§ YOUR ASSIGNMENT: Reproduce word for word, from the entries below, the line with "of the overcast", the line with "the building window.", and every line between them, and nothing more.

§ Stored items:
=== Section Start ===

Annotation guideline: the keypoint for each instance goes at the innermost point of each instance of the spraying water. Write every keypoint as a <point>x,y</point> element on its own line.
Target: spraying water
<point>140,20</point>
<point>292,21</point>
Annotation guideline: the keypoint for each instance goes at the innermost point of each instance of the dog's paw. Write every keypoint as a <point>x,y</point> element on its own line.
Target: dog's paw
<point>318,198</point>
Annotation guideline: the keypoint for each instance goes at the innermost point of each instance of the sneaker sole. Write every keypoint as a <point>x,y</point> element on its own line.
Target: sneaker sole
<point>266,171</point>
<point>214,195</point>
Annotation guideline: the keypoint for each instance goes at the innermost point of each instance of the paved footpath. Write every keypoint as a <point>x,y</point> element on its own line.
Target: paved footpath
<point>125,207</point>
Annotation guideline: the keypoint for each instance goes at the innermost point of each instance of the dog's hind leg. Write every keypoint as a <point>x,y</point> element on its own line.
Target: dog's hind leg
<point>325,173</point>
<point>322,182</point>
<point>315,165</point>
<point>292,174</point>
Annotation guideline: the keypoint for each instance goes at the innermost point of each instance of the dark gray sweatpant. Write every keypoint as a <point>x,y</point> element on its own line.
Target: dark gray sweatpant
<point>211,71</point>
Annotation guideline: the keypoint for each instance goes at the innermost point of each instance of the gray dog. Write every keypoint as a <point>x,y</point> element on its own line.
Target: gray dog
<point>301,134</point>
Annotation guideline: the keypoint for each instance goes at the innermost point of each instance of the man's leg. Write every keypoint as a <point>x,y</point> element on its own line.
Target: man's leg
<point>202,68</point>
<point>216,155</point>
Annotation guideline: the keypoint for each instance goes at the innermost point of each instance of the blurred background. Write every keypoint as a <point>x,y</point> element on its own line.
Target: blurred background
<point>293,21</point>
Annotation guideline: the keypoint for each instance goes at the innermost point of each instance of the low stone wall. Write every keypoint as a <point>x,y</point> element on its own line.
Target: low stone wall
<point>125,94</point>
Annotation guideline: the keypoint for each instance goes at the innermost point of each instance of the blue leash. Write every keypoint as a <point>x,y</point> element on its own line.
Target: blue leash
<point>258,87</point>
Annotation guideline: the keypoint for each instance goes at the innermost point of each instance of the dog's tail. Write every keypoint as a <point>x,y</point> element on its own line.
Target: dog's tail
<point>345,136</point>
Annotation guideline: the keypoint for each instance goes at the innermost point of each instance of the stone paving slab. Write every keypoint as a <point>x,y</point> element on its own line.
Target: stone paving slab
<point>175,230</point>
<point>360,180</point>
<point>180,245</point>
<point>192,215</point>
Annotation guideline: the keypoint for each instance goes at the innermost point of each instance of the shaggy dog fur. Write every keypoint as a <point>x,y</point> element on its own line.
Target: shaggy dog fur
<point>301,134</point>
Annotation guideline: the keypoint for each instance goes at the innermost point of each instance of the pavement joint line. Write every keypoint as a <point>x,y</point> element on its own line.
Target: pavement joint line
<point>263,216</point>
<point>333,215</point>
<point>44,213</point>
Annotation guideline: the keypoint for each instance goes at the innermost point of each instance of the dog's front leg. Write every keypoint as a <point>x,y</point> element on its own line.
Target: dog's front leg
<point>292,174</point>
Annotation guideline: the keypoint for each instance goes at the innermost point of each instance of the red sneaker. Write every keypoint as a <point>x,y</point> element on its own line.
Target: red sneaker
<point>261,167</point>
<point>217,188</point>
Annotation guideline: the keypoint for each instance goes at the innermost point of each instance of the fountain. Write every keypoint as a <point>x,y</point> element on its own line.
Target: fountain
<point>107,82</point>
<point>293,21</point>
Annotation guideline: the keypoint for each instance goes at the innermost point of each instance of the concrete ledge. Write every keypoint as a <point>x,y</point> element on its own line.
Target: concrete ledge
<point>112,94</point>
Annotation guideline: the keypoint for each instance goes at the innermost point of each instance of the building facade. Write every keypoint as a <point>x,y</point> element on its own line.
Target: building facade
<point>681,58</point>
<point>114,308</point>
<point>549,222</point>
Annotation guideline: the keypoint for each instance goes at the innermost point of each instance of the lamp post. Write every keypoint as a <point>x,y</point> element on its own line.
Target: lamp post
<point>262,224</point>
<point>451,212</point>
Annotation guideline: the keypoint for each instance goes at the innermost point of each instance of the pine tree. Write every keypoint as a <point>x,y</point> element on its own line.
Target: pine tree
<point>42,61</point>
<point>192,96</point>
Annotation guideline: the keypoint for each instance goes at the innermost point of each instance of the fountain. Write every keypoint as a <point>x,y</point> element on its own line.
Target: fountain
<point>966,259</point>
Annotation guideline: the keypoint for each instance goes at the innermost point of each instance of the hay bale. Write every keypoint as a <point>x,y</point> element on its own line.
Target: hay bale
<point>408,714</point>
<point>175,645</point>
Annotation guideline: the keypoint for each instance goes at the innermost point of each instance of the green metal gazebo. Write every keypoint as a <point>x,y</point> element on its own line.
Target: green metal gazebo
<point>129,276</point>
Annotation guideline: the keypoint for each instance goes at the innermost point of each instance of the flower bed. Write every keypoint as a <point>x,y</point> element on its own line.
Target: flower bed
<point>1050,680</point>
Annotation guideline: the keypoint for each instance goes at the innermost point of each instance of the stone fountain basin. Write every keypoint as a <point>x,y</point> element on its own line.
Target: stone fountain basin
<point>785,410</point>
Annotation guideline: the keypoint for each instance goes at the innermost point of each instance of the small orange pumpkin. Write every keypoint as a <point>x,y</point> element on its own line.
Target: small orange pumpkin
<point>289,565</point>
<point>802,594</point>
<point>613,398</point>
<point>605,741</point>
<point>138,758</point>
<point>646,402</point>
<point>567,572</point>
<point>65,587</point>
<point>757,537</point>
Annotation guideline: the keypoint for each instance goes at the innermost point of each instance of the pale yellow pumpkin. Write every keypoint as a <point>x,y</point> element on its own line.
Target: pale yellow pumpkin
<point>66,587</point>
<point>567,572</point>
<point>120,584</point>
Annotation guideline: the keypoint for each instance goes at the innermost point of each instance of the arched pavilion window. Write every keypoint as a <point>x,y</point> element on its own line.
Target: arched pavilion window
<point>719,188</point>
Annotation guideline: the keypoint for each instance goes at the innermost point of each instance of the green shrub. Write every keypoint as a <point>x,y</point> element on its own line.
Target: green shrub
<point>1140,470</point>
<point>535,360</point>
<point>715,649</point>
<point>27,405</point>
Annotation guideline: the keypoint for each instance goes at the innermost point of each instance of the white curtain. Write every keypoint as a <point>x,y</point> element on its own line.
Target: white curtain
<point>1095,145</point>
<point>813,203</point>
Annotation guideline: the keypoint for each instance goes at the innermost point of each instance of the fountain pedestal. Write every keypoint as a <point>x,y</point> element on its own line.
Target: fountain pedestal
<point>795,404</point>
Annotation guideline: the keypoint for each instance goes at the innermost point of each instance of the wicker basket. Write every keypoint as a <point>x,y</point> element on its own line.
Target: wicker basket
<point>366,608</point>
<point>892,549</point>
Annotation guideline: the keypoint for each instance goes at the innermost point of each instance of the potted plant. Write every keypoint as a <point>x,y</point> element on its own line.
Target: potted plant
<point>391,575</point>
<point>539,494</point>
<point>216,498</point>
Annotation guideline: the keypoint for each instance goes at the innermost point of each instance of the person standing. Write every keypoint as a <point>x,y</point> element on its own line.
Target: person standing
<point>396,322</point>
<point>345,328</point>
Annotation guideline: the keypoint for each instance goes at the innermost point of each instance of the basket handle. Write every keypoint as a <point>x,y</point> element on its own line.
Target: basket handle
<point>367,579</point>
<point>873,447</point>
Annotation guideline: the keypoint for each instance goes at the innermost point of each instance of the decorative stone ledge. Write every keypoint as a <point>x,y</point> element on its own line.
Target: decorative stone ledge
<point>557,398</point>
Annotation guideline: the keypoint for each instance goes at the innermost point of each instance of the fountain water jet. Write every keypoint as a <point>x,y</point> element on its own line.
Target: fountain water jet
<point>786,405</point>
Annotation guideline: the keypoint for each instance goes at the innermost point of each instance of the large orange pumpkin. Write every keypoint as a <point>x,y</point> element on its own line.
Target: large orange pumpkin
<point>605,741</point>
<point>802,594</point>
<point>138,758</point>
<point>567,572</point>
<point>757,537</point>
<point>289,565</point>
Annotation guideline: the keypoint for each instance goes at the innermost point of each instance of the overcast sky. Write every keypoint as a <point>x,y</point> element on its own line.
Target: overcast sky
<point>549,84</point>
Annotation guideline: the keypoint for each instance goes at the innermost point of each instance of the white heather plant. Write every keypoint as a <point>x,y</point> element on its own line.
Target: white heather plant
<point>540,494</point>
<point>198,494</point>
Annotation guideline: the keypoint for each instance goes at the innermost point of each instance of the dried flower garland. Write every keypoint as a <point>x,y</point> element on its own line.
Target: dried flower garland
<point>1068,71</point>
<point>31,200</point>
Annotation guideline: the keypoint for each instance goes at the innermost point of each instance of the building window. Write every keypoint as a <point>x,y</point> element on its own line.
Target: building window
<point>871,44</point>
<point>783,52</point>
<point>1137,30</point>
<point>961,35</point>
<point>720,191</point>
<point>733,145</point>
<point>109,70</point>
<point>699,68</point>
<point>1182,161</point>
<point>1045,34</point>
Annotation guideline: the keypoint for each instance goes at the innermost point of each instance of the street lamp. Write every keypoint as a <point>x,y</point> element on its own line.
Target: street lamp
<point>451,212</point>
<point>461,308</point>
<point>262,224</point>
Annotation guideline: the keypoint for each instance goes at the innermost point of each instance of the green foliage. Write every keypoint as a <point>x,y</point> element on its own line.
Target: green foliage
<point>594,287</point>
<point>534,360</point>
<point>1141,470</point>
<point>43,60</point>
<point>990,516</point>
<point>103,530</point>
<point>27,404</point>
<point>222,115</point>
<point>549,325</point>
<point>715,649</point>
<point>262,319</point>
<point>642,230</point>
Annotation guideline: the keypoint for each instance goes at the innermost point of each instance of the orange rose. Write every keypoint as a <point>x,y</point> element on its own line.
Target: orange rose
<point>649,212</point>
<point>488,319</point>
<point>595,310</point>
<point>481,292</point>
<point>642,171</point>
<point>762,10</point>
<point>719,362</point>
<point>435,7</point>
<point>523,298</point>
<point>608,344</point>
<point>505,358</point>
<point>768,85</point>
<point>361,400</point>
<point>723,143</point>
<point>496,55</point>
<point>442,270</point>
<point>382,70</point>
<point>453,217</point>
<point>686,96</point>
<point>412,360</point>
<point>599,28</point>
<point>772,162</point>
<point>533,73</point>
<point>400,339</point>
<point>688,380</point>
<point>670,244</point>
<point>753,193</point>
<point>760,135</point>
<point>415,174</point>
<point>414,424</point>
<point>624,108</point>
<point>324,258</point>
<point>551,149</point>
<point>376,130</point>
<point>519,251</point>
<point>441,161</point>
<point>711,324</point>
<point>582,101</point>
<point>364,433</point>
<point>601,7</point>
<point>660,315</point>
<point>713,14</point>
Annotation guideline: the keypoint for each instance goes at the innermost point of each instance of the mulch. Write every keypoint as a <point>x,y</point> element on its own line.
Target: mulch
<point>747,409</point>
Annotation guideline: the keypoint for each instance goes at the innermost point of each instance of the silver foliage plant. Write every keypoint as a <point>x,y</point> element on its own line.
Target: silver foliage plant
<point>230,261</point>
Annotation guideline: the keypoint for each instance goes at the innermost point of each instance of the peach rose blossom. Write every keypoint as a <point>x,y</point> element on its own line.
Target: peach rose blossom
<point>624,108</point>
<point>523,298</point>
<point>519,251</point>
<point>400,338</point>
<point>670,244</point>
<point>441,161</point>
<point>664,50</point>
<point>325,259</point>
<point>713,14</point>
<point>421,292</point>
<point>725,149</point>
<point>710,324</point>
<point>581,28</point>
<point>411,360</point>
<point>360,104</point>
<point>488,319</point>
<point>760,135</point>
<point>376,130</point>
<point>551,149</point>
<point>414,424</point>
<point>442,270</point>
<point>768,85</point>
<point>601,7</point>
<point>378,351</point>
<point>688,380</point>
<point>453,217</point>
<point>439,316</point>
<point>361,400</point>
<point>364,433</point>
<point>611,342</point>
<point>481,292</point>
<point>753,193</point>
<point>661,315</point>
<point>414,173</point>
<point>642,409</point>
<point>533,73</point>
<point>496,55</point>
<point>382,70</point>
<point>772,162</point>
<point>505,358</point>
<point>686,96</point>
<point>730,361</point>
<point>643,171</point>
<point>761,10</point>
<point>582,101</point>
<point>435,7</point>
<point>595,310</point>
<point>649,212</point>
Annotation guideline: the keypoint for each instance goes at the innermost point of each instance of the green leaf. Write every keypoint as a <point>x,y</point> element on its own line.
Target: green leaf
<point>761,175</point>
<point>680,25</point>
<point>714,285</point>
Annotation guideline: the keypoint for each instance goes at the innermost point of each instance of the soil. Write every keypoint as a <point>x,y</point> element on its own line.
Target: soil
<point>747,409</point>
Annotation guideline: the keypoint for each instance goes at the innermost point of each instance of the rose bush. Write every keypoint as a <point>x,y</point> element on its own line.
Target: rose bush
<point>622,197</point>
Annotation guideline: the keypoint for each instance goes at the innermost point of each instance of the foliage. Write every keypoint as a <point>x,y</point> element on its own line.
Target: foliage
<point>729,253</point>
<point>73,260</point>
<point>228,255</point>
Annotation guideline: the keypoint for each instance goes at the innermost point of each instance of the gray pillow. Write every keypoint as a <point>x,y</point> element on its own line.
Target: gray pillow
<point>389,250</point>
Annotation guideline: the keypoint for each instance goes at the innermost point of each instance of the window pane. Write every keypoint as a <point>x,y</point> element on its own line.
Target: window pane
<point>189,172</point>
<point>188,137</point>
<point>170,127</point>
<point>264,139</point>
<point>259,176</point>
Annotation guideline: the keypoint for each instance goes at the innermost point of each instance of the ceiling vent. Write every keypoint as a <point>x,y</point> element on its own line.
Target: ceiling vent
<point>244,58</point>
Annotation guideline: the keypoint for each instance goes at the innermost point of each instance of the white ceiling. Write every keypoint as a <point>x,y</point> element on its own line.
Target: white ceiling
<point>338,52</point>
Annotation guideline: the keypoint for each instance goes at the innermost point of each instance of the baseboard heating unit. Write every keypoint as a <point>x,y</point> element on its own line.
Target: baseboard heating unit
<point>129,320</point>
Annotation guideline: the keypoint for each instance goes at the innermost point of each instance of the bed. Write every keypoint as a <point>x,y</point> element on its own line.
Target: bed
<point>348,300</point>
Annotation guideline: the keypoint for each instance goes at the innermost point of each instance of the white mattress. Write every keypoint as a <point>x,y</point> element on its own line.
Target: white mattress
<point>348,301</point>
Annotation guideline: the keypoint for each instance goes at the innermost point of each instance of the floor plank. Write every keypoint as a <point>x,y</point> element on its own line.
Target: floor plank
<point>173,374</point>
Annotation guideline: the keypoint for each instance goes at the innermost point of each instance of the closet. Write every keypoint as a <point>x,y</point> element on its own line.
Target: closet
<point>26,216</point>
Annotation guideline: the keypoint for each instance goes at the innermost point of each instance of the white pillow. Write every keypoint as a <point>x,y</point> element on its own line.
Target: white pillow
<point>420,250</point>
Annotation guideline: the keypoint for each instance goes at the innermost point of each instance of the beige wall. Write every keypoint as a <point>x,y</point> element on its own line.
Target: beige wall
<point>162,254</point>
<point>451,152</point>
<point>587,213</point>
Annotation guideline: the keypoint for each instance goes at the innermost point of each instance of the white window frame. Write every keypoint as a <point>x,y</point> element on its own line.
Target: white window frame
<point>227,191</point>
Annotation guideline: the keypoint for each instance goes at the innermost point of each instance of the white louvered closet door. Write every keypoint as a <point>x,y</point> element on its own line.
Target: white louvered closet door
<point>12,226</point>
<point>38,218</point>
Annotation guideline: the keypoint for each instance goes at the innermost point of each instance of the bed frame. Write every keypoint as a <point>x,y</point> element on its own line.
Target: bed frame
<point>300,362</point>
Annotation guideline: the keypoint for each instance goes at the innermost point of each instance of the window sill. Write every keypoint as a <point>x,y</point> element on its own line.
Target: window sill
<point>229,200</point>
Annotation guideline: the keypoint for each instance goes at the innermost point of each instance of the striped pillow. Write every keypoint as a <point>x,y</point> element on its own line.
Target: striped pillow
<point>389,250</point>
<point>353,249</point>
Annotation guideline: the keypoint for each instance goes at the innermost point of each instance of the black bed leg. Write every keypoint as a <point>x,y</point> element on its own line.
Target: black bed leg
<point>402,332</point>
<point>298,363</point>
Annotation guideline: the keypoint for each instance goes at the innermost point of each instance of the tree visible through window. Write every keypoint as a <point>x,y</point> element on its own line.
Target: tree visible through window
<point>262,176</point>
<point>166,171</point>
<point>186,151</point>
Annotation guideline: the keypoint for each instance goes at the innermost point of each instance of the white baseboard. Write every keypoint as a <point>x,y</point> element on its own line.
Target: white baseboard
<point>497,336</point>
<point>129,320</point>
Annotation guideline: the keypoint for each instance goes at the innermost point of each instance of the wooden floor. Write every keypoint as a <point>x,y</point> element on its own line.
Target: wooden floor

=== Section End ===

§ ANSWER TO THIS EXERCISE:
Annotation guideline: the keypoint for each instance goes at the innermost point of each instance of the overcast sky. Write every keypoint as a <point>x,y</point> element on its own line.
Target: overcast sky
<point>549,84</point>
Annotation guideline: the keypoint for each instance goes at the innermost point of each instance of the white heather plant. Write every keypoint as a <point>x,y</point> element on its own line.
Target: white heather plant
<point>540,494</point>
<point>198,494</point>
Annotation guideline: the keypoint for each instance goes at the innermost point of each instance of the dried flower garland. Write every keypoint as a <point>x,y</point> element on its own line.
Target: dried flower garland
<point>1068,71</point>
<point>31,200</point>
Annotation guideline: the keypoint for each instance goes at the innermost point of each instance of the building window. Write every keypoint as a <point>x,y</point> element on its own line.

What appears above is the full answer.